Korupsi dan Ancaman Masa Depan Teluk Weda Ditengah Industrialiasi Nikel

Peneliti TI Indonesia Gita Ayu Atikah saat memaparkan hasil riset: Penguatan Pencegahan Korupsi terkait Pertambangan Nikel Tiongkok di Indonesia, Jakarta, 09/09/2025.

Jakarta, 9 September 2025. Teluk Weda telah menjadi saksi bisu industrialisasi nikel di Indonesia yang didukung oleh investasi Tiongkok melalui pembentukan Kawasan Industri Indonesia Weda Bay (IWIP). Untuk mempercepat pertumbuhan kawasan industri semacam ini, pemerintah pada 2014 mengeluarkan kebijakan pelarangan ekspor nikel mentah. Ini yang popular disebut sebagai hilirisasi nikel, yang pada akhirnya melahirkan kebijakan pembangunan smelter di Indonesia. Secara politik, hilirisasi nikel juga telah didapuk sebagai Proyek Strategis Nasional (PSN) dalam Rencana Pembangunan Jangka Menengah Nasional (RPJMN) 2025–2029.

PETUNJUK TUGAS A:
Apakah tiap pernyataan ini sesuai dengan teks tentang Teluk Weda? Jawab ya atau tidak, lalu kutip kata-kata dari teks yang menentukannya.
(i) Pemerintah mengeluarkan kebijakan pelarangan ekspor nikel mentah pada 2014.
(ii) Kawasan Industri Indonesia Weda Bay dibangun dengan dukungan investasi Jepang.
(iii) Hilirisasi nikel masuk sebagai Proyek Strategis Nasional dalam RPJMN 2025–2029.
PETUNJUK TUGAS B:
Jawab pertanyaan berikut berdasarkan teks tentang Teluk Weda.
(i) Siapa yang memaparkan hasil riset di Jakarta?
(ii) Apa singkatan dari Kawasan Industri Indonesia Weda Bay?
(iii) Kebijakan apa yang akhirnya lahir dari hilirisasi nikel?

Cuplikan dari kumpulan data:
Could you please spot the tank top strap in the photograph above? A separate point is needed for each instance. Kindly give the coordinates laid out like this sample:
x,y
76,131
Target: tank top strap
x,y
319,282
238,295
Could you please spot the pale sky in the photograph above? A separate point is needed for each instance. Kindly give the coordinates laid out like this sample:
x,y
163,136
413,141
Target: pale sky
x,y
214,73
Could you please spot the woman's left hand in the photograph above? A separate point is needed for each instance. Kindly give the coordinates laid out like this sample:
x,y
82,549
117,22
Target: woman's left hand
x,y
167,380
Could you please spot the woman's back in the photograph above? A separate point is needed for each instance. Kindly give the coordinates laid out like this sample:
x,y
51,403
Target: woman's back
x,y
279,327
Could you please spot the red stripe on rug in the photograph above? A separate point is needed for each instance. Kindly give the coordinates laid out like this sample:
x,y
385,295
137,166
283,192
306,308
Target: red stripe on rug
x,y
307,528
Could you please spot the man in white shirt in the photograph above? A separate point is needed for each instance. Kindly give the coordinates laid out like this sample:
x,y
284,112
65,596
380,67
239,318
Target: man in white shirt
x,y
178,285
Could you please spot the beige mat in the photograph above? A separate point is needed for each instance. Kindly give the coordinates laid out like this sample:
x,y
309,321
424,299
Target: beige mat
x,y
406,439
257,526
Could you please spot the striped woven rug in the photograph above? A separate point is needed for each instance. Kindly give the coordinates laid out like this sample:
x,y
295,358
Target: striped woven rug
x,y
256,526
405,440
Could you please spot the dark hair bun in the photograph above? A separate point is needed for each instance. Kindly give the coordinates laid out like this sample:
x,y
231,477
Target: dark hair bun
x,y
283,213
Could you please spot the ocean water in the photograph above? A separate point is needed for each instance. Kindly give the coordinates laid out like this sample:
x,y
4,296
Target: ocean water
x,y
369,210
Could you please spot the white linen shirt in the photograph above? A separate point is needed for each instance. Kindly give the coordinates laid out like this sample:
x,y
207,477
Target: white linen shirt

JAWABAN TUGAS A:
(i) Ya: "pemerintah pada 2014 mengeluarkan kebijakan pelarangan ekspor nikel mentah"
(ii) Tidak: "didukung oleh investasi Tiongkok melalui pembentukan Kawasan Industri Indonesia Weda Bay (IWIP)"
(iii) Ya: "hilirisasi nikel juga telah didapuk sebagai Proyek Strategis Nasional (PSN) dalam Rencana Pembangunan Jangka Menengah Nasional (RPJMN) 2025–2029"

JAWABAN TUGAS B:
(i) Gita Ayu Atikah, peneliti TI Indonesia.
(ii) IWIP.
(iii) Kebijakan pembangunan smelter di Indonesia.